::: Data entries

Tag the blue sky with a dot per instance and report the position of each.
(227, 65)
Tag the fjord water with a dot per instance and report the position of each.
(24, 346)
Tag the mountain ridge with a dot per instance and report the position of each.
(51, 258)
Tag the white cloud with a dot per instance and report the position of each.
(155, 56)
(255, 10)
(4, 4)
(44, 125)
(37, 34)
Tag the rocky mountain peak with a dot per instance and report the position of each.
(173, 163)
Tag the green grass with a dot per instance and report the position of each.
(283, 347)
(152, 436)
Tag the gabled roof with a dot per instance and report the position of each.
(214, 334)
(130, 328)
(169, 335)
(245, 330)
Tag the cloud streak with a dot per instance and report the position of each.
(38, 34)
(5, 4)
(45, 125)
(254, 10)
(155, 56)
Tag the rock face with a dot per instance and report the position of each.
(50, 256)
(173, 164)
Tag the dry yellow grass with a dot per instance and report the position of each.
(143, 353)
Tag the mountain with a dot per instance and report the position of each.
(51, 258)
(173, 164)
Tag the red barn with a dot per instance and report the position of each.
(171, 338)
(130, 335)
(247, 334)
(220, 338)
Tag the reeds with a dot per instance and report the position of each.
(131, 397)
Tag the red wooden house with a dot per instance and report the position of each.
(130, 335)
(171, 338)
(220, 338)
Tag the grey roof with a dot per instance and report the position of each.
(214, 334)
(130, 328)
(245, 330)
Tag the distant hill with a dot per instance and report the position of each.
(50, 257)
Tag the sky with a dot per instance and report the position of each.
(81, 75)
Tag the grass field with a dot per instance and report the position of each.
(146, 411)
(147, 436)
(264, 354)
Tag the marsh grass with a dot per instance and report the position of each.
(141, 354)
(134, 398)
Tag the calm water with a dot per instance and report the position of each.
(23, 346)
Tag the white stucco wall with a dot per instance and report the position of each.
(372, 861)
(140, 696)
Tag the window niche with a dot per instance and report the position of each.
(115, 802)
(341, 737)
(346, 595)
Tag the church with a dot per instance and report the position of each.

::::::

Edit the rows above so that each "Tag" becomes "Mark", leaving all other text unchanged.

Mark the blue sky with a dot per instance and report the position of each.
(227, 65)
Mark the fjord water with a dot per instance and report the position of each.
(24, 346)
Mark the mountain ridge with a dot per instance and report the position of each.
(51, 258)
Mark the white cloud with a dot per instance and report the position of each.
(155, 56)
(255, 10)
(4, 4)
(44, 125)
(37, 34)
Mark the rocky mountain peak with a dot per instance and report the position of each.
(173, 163)
Mark the green grass with a dot per instance and report the position of each.
(283, 347)
(152, 436)
Mark the gabled roof with a dot per instance and report the position of each.
(214, 334)
(130, 328)
(169, 335)
(245, 330)
Mark the cloud streak with a dot per instance and report the position of each.
(38, 34)
(5, 4)
(45, 125)
(254, 10)
(155, 56)
Mark the rock face with a dot per instance and report the position of each.
(50, 256)
(173, 164)
Mark the dry yellow grass with a dot per instance and report the position of each.
(143, 353)
Mark the mountain with a dot per instance and report the position of each.
(51, 258)
(173, 164)
Mark the red barn with a dot per instance and report the position of each.
(171, 338)
(130, 335)
(247, 334)
(220, 338)
Mark the reeds with a dot per instance and report the position of each.
(131, 397)
Mark the red wooden house with a dot per instance and report the position of each.
(130, 335)
(171, 338)
(220, 338)
Mark the grey roof with a dot per instance and report the position of each.
(214, 334)
(130, 328)
(245, 330)
Mark the distant hill with a dot per instance and report the position of each.
(50, 257)
Mark the sky with a dot per instance and report the position of each.
(81, 75)
Mark the grass field with a dot per instance and report the position of each.
(146, 411)
(147, 436)
(264, 354)
Mark the marsh grass with a dot per instance and report the position of each.
(141, 354)
(134, 398)
Mark the calm water with a dot per instance and report the position of each.
(23, 346)
Mark the white stucco wall with a dot per instance and report the position of each.
(372, 861)
(140, 696)
Mark the window niche with a dot per instance and report the position of each.
(115, 802)
(341, 737)
(346, 595)
Mark the church with a dot per instance and report the position of each.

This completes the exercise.